Document text.

What a happy family must be a company that is led by one who is so entirely free from vanity and petty jealousy and whose one aim is to help the performance along! Lytton is bound to have that aim because of his intense loyalty to the operas themselves, but how much springs as well from that inherent kindness of his, which, with that complete lack of affectation, makes him so truly one of Nature's gentlemen. "Each for all and all for each" was the motto of the heart-breaking Commonwealth days, of which he tells us such a pathetic human story here, and it seems to remain his motto now that he has climbed to the top of his profession as a principal of the D'Oyly Carte Company.

Extracted data.
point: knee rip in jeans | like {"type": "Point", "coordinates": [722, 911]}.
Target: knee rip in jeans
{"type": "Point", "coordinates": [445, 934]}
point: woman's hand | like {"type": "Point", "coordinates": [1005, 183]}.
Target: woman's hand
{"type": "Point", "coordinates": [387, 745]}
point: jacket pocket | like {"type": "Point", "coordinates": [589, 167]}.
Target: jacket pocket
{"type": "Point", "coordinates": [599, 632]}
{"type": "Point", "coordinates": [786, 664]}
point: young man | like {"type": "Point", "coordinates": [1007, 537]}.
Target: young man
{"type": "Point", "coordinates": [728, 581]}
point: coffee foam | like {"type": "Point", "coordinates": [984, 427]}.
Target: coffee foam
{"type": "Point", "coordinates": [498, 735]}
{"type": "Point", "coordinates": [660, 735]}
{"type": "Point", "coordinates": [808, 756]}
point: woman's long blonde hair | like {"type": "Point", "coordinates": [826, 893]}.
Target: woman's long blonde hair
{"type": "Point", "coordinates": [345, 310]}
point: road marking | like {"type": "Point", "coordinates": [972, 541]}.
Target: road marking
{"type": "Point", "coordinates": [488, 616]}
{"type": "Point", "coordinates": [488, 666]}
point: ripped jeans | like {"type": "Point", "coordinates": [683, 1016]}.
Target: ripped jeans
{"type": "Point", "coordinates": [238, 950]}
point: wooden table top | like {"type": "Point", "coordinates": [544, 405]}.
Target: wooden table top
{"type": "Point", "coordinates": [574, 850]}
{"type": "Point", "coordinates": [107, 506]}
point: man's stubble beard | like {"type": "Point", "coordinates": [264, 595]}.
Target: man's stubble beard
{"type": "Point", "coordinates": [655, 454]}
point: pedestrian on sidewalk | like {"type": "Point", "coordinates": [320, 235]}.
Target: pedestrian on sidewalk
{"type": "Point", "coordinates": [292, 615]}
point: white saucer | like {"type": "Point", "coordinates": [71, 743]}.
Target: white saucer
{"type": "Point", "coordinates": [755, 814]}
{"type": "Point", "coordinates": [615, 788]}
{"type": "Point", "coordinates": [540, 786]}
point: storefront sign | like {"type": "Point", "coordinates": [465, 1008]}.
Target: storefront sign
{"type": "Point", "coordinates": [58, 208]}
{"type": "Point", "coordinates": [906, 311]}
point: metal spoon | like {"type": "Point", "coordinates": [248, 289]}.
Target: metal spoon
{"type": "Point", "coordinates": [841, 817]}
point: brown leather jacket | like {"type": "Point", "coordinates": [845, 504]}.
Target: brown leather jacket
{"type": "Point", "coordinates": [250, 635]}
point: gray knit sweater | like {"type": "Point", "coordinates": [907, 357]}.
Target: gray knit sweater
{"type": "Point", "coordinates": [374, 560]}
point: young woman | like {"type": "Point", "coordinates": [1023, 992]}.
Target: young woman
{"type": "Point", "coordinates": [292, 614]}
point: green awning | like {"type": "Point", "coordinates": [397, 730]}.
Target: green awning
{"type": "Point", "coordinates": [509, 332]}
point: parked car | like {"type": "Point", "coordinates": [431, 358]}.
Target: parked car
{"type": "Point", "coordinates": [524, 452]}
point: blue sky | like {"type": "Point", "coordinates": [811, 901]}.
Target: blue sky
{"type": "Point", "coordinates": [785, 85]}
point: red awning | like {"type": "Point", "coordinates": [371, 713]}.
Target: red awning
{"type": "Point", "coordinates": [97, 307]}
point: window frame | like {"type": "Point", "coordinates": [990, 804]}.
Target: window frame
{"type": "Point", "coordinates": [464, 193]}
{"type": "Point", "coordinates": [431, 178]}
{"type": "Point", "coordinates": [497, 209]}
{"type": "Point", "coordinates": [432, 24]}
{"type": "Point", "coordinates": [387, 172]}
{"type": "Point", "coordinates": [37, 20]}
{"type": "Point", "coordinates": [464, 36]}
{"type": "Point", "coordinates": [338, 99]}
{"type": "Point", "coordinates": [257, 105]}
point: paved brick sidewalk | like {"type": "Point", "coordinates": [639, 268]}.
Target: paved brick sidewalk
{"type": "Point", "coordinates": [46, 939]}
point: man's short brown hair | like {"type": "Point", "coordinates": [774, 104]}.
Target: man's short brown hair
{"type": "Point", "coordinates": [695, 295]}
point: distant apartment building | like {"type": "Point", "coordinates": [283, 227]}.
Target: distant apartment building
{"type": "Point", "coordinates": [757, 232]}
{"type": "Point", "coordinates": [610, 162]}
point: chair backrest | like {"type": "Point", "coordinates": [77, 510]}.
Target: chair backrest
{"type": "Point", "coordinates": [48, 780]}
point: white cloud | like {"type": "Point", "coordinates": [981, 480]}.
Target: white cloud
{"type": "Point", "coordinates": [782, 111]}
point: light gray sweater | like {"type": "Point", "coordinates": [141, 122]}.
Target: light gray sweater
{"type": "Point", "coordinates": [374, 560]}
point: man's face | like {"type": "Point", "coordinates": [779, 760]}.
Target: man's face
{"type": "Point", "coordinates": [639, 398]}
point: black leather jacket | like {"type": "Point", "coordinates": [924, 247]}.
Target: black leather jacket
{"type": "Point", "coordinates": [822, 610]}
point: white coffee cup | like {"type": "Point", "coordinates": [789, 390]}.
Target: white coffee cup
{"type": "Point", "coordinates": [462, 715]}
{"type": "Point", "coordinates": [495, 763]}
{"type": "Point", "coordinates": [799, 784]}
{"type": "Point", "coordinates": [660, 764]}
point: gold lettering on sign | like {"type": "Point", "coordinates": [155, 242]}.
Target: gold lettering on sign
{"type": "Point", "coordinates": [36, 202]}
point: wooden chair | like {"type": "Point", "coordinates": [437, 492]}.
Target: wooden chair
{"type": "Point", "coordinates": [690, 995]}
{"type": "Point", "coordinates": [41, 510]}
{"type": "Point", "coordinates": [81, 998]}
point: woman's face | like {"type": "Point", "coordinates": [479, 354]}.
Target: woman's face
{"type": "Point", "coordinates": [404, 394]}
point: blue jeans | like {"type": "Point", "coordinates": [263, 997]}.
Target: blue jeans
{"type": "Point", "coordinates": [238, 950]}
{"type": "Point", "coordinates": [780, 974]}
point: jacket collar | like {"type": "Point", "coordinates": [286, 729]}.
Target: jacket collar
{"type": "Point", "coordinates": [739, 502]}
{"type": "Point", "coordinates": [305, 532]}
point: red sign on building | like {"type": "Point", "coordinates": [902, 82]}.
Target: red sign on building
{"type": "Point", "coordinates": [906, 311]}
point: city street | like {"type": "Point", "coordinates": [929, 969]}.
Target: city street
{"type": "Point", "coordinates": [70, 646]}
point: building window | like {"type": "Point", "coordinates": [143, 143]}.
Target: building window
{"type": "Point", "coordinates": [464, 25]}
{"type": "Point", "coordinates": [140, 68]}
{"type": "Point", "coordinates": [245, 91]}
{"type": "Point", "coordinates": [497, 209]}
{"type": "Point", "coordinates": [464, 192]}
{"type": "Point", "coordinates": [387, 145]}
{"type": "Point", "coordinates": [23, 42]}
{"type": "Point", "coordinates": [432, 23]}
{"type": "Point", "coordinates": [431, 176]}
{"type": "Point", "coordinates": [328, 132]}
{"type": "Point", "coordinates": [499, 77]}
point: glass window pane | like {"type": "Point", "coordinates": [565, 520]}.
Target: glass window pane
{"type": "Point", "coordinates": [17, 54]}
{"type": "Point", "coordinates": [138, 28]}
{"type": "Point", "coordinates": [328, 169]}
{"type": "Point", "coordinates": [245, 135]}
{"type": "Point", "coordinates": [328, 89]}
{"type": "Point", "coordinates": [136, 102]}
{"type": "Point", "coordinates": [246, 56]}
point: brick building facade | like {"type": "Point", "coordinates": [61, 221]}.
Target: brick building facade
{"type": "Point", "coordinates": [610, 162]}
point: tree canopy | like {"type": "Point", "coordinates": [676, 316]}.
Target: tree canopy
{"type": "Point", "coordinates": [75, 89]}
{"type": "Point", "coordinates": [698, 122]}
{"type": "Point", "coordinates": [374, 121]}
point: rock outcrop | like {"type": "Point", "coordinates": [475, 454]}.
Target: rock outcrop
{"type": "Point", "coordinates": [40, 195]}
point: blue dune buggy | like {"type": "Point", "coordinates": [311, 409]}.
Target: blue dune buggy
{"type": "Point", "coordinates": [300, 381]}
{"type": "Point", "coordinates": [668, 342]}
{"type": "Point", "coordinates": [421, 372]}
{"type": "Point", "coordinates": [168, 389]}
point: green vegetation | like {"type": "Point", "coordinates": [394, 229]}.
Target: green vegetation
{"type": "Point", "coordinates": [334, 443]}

To do. In the passage about Lytton, why is he bound to aim at helping the performance along? Answer in one to three sentences.

Exercise response. He is bound to have that aim because of his intense loyalty to the operas themselves. The passage adds that much of it also springs from his inherent kindness.